-- Records shown start --
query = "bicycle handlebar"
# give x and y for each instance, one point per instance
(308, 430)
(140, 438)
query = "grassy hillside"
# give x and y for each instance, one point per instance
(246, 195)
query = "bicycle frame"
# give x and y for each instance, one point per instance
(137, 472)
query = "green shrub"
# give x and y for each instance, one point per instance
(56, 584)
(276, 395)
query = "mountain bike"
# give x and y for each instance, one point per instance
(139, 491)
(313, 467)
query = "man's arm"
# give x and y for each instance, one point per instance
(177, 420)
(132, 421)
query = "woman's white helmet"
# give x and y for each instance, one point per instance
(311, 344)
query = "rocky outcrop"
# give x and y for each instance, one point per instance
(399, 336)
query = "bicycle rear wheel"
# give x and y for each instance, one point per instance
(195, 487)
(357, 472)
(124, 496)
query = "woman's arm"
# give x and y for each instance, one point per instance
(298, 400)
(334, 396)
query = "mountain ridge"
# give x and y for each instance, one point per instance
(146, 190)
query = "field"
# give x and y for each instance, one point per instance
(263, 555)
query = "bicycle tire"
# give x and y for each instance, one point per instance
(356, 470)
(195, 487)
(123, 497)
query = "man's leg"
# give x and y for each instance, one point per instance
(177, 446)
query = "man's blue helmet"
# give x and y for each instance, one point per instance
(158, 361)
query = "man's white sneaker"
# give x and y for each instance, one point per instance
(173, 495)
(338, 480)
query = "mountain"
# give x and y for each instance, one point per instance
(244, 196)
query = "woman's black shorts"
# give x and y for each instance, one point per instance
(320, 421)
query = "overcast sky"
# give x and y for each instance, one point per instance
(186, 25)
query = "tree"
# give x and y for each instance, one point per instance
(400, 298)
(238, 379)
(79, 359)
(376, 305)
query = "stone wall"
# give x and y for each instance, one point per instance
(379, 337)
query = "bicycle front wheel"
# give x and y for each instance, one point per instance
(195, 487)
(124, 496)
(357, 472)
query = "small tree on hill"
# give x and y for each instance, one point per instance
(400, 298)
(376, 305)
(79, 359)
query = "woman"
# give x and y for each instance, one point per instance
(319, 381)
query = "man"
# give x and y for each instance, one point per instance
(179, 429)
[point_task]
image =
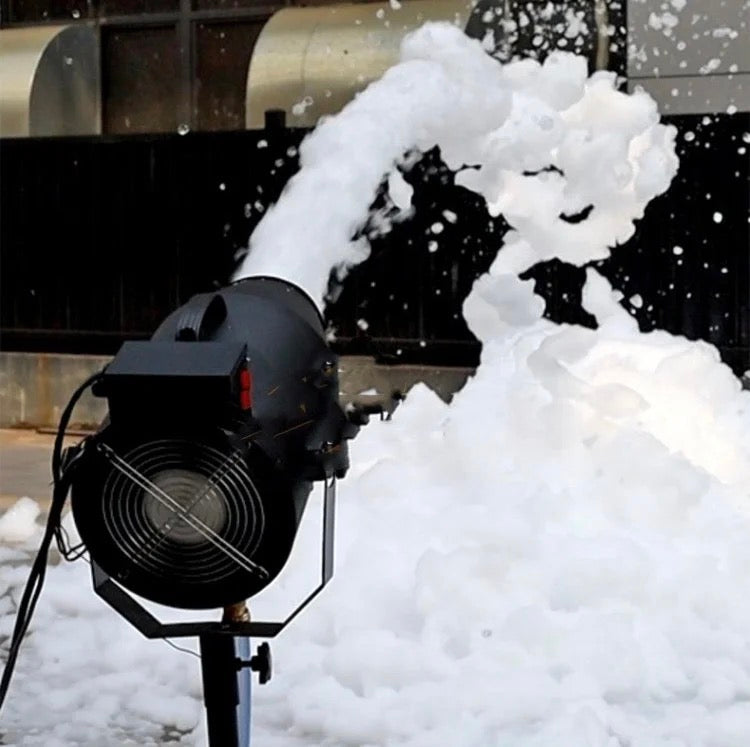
-- Records shown end --
** Given instruction **
From the material above, pull out every line that contains the string "wheel" and copy those lines in their original order.

** The response **
query = "bicycle rear wheel"
query = "bicycle front wheel"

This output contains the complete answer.